• [Listing]:
⟨

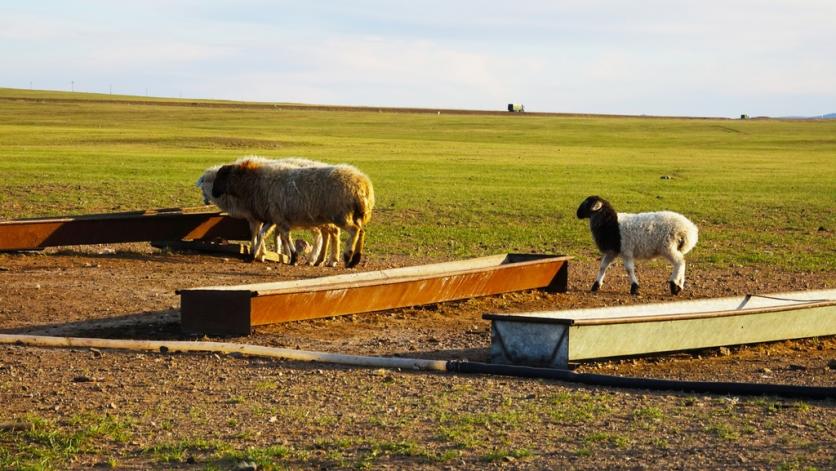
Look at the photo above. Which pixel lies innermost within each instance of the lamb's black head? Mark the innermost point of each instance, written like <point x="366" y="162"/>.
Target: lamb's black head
<point x="220" y="185"/>
<point x="592" y="205"/>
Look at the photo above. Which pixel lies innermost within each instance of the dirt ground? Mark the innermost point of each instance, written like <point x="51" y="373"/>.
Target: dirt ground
<point x="320" y="416"/>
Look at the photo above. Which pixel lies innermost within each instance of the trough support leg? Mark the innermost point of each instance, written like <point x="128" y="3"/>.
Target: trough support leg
<point x="560" y="282"/>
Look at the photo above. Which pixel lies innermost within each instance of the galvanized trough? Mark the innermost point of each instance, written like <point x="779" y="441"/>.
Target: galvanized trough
<point x="234" y="310"/>
<point x="556" y="338"/>
<point x="136" y="226"/>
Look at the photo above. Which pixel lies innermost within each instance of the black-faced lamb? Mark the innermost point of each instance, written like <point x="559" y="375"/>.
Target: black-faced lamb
<point x="639" y="236"/>
<point x="325" y="237"/>
<point x="291" y="197"/>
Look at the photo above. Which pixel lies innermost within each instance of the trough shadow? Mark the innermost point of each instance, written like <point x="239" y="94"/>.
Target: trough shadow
<point x="152" y="325"/>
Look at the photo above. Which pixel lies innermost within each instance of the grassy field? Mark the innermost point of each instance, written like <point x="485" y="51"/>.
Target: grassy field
<point x="448" y="186"/>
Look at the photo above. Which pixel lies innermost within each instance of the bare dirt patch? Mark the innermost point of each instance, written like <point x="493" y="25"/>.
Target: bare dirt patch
<point x="209" y="411"/>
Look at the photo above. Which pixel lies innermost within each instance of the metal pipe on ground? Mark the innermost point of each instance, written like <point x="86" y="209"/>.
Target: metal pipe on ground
<point x="725" y="388"/>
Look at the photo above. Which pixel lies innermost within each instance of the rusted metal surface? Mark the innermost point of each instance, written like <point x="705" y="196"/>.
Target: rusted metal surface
<point x="230" y="310"/>
<point x="136" y="226"/>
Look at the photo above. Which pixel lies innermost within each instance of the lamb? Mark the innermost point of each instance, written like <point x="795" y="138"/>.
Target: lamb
<point x="639" y="236"/>
<point x="302" y="197"/>
<point x="234" y="208"/>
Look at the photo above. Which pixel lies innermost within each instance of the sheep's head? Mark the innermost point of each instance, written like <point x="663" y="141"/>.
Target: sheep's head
<point x="205" y="183"/>
<point x="590" y="206"/>
<point x="221" y="184"/>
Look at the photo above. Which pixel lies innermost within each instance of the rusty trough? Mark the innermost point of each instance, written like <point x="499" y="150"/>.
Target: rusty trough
<point x="137" y="226"/>
<point x="234" y="310"/>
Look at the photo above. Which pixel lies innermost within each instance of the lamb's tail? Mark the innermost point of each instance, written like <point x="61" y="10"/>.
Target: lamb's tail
<point x="686" y="237"/>
<point x="363" y="207"/>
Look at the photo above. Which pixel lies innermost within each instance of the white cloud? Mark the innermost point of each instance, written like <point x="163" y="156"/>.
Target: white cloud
<point x="657" y="57"/>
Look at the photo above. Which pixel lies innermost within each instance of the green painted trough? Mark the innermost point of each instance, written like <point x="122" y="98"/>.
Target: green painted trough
<point x="555" y="338"/>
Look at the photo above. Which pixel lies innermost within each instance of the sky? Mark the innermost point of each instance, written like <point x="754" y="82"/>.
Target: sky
<point x="654" y="57"/>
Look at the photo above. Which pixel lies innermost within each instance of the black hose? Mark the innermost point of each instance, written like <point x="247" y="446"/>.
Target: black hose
<point x="726" y="388"/>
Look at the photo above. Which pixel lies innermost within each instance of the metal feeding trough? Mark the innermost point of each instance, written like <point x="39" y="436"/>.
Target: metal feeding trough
<point x="137" y="226"/>
<point x="556" y="338"/>
<point x="228" y="310"/>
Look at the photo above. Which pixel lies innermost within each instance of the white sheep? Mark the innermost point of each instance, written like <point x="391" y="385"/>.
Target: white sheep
<point x="324" y="236"/>
<point x="292" y="197"/>
<point x="639" y="236"/>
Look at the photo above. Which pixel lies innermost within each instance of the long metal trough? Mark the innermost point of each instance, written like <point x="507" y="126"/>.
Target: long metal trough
<point x="555" y="338"/>
<point x="234" y="310"/>
<point x="137" y="226"/>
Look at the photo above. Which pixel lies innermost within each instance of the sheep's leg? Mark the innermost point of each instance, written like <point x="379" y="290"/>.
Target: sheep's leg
<point x="278" y="240"/>
<point x="255" y="237"/>
<point x="319" y="258"/>
<point x="630" y="266"/>
<point x="606" y="260"/>
<point x="287" y="245"/>
<point x="677" y="279"/>
<point x="358" y="250"/>
<point x="334" y="246"/>
<point x="351" y="256"/>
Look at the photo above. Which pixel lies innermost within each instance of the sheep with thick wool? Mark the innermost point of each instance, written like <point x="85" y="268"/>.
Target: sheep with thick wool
<point x="295" y="197"/>
<point x="639" y="236"/>
<point x="323" y="236"/>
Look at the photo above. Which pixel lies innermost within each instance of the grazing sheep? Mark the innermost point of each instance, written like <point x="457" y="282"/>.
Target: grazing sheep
<point x="311" y="196"/>
<point x="323" y="236"/>
<point x="639" y="236"/>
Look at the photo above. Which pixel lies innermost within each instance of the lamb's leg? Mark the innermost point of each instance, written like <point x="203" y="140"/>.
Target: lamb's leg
<point x="630" y="266"/>
<point x="334" y="246"/>
<point x="351" y="256"/>
<point x="677" y="279"/>
<point x="318" y="246"/>
<point x="606" y="260"/>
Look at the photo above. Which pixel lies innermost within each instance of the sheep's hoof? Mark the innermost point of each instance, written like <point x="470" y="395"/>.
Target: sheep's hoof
<point x="351" y="262"/>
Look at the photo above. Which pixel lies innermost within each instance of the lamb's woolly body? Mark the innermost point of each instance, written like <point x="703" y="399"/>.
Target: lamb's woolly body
<point x="302" y="197"/>
<point x="324" y="236"/>
<point x="649" y="235"/>
<point x="639" y="236"/>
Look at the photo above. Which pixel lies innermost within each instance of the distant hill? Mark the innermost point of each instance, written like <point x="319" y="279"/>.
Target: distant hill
<point x="821" y="116"/>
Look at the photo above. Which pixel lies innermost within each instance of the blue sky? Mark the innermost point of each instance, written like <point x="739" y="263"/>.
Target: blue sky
<point x="696" y="58"/>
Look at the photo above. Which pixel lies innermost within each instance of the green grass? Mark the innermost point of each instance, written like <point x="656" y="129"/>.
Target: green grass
<point x="449" y="186"/>
<point x="43" y="444"/>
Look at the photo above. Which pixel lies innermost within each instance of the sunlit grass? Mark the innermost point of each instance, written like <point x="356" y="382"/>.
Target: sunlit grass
<point x="450" y="186"/>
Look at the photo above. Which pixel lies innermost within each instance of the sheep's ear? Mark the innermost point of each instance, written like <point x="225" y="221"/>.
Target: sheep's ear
<point x="219" y="185"/>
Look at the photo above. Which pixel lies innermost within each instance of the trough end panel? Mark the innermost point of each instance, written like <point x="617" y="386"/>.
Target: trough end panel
<point x="215" y="312"/>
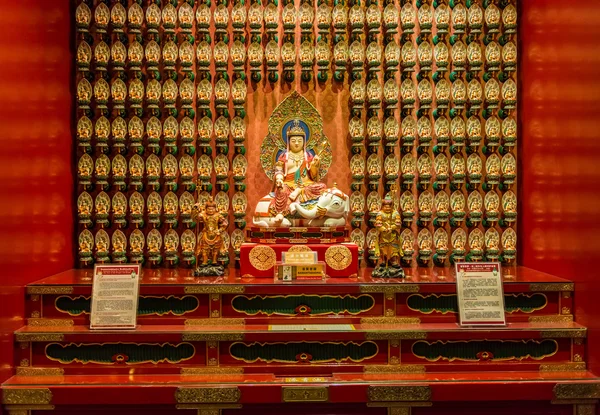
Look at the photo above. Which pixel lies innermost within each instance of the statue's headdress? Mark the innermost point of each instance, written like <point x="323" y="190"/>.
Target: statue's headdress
<point x="295" y="129"/>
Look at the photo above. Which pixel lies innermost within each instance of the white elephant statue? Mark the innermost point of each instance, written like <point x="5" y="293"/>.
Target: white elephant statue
<point x="331" y="209"/>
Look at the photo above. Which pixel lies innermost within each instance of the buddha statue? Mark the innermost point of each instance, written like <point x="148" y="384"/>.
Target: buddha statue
<point x="296" y="173"/>
<point x="296" y="155"/>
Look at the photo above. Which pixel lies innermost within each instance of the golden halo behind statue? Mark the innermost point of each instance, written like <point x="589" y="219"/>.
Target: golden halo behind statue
<point x="295" y="107"/>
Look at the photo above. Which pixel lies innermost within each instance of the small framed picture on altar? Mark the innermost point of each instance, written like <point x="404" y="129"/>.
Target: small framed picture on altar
<point x="291" y="272"/>
<point x="115" y="293"/>
<point x="480" y="294"/>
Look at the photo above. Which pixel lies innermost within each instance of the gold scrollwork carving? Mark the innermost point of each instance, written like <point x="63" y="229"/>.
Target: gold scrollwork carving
<point x="390" y="288"/>
<point x="390" y="320"/>
<point x="304" y="394"/>
<point x="396" y="335"/>
<point x="563" y="367"/>
<point x="201" y="337"/>
<point x="40" y="371"/>
<point x="338" y="257"/>
<point x="587" y="390"/>
<point x="561" y="334"/>
<point x="215" y="322"/>
<point x="262" y="257"/>
<point x="567" y="286"/>
<point x="394" y="369"/>
<point x="26" y="396"/>
<point x="39" y="337"/>
<point x="52" y="289"/>
<point x="551" y="319"/>
<point x="208" y="395"/>
<point x="46" y="322"/>
<point x="299" y="248"/>
<point x="399" y="393"/>
<point x="198" y="371"/>
<point x="214" y="289"/>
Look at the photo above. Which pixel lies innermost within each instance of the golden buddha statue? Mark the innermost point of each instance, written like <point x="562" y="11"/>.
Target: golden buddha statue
<point x="296" y="173"/>
<point x="296" y="155"/>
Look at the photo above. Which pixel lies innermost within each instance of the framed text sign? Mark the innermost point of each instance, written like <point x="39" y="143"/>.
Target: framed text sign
<point x="480" y="293"/>
<point x="115" y="296"/>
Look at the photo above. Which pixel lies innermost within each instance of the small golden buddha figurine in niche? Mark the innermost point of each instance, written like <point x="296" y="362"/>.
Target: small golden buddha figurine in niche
<point x="210" y="242"/>
<point x="388" y="245"/>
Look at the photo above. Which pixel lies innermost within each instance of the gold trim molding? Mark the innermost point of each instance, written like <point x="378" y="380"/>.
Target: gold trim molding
<point x="201" y="337"/>
<point x="304" y="394"/>
<point x="373" y="369"/>
<point x="588" y="390"/>
<point x="23" y="396"/>
<point x="215" y="322"/>
<point x="566" y="286"/>
<point x="50" y="322"/>
<point x="563" y="367"/>
<point x="208" y="395"/>
<point x="562" y="334"/>
<point x="214" y="289"/>
<point x="390" y="320"/>
<point x="198" y="371"/>
<point x="390" y="288"/>
<point x="585" y="409"/>
<point x="39" y="337"/>
<point x="50" y="289"/>
<point x="399" y="393"/>
<point x="396" y="335"/>
<point x="551" y="319"/>
<point x="40" y="371"/>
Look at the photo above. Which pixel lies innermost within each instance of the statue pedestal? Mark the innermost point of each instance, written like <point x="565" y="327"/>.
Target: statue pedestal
<point x="259" y="259"/>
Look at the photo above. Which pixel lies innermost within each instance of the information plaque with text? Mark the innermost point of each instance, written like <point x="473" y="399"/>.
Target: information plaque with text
<point x="115" y="296"/>
<point x="480" y="294"/>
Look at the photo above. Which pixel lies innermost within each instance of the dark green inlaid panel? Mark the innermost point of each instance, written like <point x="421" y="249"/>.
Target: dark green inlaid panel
<point x="130" y="353"/>
<point x="291" y="304"/>
<point x="476" y="350"/>
<point x="147" y="305"/>
<point x="314" y="352"/>
<point x="447" y="303"/>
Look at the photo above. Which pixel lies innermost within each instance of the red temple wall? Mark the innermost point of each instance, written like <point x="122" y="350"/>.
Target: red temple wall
<point x="36" y="209"/>
<point x="559" y="209"/>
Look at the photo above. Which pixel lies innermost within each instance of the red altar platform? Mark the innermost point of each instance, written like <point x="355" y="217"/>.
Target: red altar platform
<point x="237" y="342"/>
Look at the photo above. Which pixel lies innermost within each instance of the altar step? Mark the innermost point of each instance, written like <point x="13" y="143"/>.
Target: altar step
<point x="303" y="350"/>
<point x="244" y="390"/>
<point x="175" y="297"/>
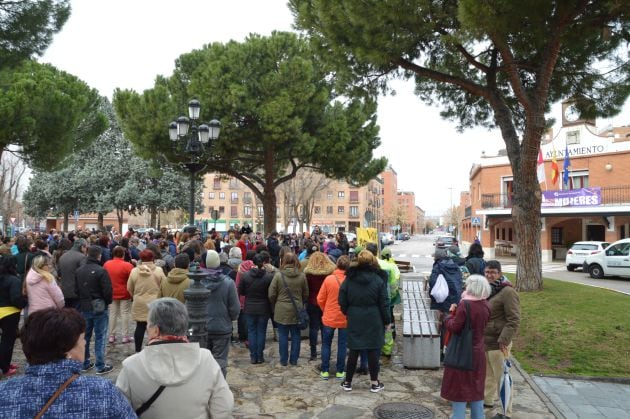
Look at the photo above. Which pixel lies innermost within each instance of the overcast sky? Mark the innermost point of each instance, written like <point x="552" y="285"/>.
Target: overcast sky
<point x="127" y="43"/>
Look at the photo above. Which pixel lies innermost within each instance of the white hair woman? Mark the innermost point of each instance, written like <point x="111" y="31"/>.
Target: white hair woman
<point x="186" y="378"/>
<point x="462" y="386"/>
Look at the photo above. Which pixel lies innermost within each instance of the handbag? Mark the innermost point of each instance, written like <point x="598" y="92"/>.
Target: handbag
<point x="301" y="313"/>
<point x="98" y="306"/>
<point x="459" y="352"/>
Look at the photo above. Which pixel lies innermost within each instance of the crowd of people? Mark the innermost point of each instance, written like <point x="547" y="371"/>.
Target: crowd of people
<point x="100" y="281"/>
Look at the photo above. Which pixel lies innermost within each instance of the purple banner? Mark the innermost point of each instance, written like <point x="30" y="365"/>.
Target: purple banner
<point x="585" y="197"/>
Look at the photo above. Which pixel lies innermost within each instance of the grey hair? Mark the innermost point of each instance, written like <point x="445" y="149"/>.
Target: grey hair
<point x="170" y="315"/>
<point x="478" y="286"/>
<point x="78" y="244"/>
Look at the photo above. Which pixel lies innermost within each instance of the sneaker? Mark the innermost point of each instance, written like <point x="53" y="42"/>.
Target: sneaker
<point x="87" y="367"/>
<point x="346" y="386"/>
<point x="375" y="388"/>
<point x="107" y="369"/>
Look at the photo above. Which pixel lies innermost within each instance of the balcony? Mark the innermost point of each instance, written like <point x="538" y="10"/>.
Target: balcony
<point x="611" y="196"/>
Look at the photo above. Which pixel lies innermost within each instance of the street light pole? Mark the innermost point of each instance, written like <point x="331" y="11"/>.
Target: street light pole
<point x="193" y="144"/>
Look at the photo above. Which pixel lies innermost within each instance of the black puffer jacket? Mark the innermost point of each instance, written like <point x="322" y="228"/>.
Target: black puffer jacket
<point x="255" y="286"/>
<point x="11" y="292"/>
<point x="453" y="276"/>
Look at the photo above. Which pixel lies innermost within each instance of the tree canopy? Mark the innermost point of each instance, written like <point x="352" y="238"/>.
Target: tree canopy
<point x="47" y="114"/>
<point x="499" y="63"/>
<point x="27" y="27"/>
<point x="279" y="110"/>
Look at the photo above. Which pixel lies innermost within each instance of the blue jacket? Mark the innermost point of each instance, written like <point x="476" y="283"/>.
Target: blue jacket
<point x="453" y="276"/>
<point x="85" y="397"/>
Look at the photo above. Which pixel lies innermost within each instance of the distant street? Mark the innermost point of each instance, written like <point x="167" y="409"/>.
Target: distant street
<point x="419" y="251"/>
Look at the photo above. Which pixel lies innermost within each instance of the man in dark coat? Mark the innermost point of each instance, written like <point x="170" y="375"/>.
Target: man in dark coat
<point x="94" y="288"/>
<point x="68" y="264"/>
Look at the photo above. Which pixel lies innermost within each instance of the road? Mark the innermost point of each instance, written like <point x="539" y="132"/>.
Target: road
<point x="419" y="251"/>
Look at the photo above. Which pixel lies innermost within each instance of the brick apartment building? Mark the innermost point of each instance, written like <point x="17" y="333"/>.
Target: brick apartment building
<point x="593" y="205"/>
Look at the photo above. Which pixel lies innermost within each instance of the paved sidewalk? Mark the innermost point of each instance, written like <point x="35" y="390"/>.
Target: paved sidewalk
<point x="586" y="399"/>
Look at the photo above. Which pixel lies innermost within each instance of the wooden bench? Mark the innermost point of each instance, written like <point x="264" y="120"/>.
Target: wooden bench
<point x="404" y="266"/>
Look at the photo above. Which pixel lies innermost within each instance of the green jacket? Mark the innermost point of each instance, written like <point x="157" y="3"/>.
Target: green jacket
<point x="283" y="310"/>
<point x="363" y="299"/>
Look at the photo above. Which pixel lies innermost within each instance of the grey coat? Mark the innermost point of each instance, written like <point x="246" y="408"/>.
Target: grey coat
<point x="223" y="304"/>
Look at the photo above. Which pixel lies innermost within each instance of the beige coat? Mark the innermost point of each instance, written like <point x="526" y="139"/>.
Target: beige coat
<point x="144" y="287"/>
<point x="194" y="384"/>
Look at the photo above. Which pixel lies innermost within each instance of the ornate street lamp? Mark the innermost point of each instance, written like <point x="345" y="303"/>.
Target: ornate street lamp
<point x="193" y="141"/>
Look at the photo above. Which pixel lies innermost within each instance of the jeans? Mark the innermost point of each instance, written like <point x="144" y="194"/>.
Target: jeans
<point x="119" y="309"/>
<point x="342" y="336"/>
<point x="98" y="324"/>
<point x="315" y="325"/>
<point x="257" y="333"/>
<point x="283" y="343"/>
<point x="9" y="326"/>
<point x="476" y="410"/>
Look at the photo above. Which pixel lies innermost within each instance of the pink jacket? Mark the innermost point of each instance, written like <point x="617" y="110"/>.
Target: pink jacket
<point x="42" y="293"/>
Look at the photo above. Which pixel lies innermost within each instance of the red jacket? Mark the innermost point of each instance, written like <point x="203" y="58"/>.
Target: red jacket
<point x="119" y="271"/>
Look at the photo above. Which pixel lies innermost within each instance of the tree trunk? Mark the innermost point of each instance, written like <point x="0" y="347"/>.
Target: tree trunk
<point x="269" y="194"/>
<point x="99" y="222"/>
<point x="119" y="214"/>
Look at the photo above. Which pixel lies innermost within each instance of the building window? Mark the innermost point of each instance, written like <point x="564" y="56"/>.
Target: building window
<point x="578" y="179"/>
<point x="556" y="235"/>
<point x="573" y="137"/>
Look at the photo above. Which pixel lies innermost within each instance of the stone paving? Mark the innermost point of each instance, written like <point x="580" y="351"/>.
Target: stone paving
<point x="271" y="390"/>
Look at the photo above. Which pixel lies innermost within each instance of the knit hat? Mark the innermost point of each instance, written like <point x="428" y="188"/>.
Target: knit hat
<point x="440" y="254"/>
<point x="212" y="260"/>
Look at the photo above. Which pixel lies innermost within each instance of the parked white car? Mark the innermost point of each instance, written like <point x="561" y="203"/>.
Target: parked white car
<point x="580" y="250"/>
<point x="613" y="261"/>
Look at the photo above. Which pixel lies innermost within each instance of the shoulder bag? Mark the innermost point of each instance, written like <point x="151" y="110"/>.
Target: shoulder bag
<point x="459" y="352"/>
<point x="301" y="313"/>
<point x="57" y="393"/>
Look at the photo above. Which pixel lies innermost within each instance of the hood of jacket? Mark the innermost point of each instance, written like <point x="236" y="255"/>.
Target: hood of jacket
<point x="170" y="363"/>
<point x="177" y="275"/>
<point x="235" y="262"/>
<point x="325" y="270"/>
<point x="246" y="265"/>
<point x="356" y="273"/>
<point x="146" y="268"/>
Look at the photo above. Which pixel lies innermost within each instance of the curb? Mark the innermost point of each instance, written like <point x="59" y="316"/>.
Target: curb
<point x="552" y="408"/>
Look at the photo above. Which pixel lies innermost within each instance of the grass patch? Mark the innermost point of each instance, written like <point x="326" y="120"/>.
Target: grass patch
<point x="574" y="329"/>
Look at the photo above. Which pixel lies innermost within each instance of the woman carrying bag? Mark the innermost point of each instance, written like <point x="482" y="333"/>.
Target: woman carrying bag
<point x="460" y="386"/>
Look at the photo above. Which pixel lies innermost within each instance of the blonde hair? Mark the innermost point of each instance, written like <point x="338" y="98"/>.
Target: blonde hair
<point x="366" y="257"/>
<point x="320" y="262"/>
<point x="38" y="266"/>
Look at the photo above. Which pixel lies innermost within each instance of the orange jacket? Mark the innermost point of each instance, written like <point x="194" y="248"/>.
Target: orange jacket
<point x="327" y="300"/>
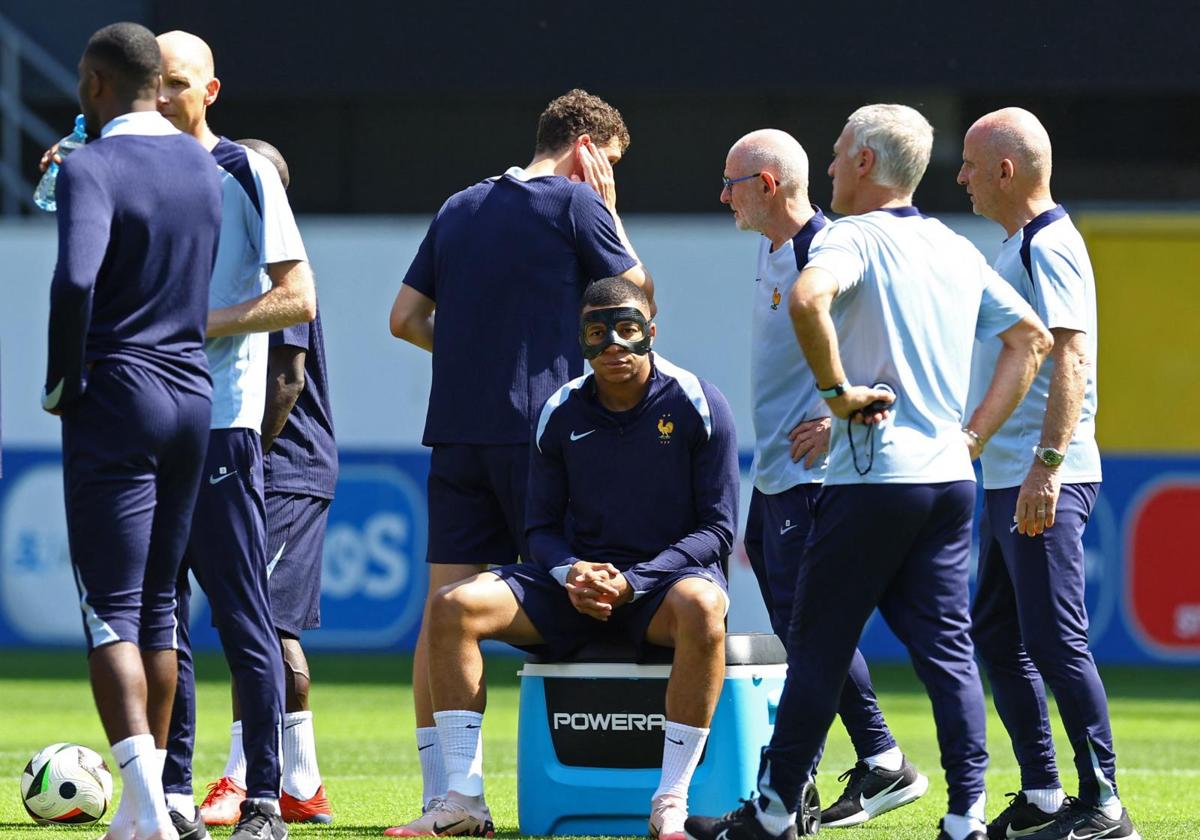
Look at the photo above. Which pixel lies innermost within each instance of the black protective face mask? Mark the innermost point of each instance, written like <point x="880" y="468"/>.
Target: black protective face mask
<point x="623" y="325"/>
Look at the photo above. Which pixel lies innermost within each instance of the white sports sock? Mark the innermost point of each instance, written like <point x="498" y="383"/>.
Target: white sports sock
<point x="462" y="749"/>
<point x="959" y="826"/>
<point x="301" y="777"/>
<point x="682" y="747"/>
<point x="889" y="760"/>
<point x="141" y="768"/>
<point x="235" y="766"/>
<point x="1048" y="799"/>
<point x="433" y="768"/>
<point x="775" y="823"/>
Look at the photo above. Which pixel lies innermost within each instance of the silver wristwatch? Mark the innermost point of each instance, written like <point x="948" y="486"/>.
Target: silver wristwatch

⟩

• [The exercise]: Pictures are not part of the copy; reproduce exactly and only the lines from the line containing "the grass patch?" through the end of the listing.

• [Solution to this problem]:
Look at the photo above. Which pixel lies innermost within each instance of the grass patch? Mark the innermost point of each instance, written like <point x="326" y="120"/>.
Target: grass patch
<point x="574" y="329"/>
Look at the photo above. Which pixel lies innermost within each instance of the woman carrying bag? Mark the innermost point of each instance, written like <point x="482" y="333"/>.
Target: woman carrying bag
<point x="460" y="386"/>
Look at the photo above. Which pixel lies innermost within each instance of the blonde hair? Mark the innermost point of each instance, written like <point x="338" y="98"/>.
Target: blonde hair
<point x="366" y="257"/>
<point x="320" y="262"/>
<point x="38" y="266"/>
Look at the photo above. Which pixel lies innermost within each instance of the orange jacket? Mark the innermost point of each instance, written like <point x="194" y="248"/>.
Target: orange jacket
<point x="327" y="300"/>
Look at the photo above. Which pixel lies innermost within each instance of the black protective face mask? Mark the innermost point of each instance, written like <point x="880" y="468"/>.
Target: black protective face mask
<point x="623" y="325"/>
Look at the photo above. Which pixel lies innermost within each instance of the white sports sock? Mark the innermost point of each instance, written like <point x="498" y="383"/>.
Target: white sports sock
<point x="462" y="749"/>
<point x="959" y="826"/>
<point x="301" y="777"/>
<point x="682" y="747"/>
<point x="889" y="760"/>
<point x="141" y="768"/>
<point x="235" y="766"/>
<point x="1048" y="799"/>
<point x="433" y="768"/>
<point x="775" y="823"/>
Look at the photo above. Which pixel lies innermost within each instance of the silver wristwatch? Mark the innermost point of each instance, written like <point x="948" y="486"/>.
Target: silver wristwatch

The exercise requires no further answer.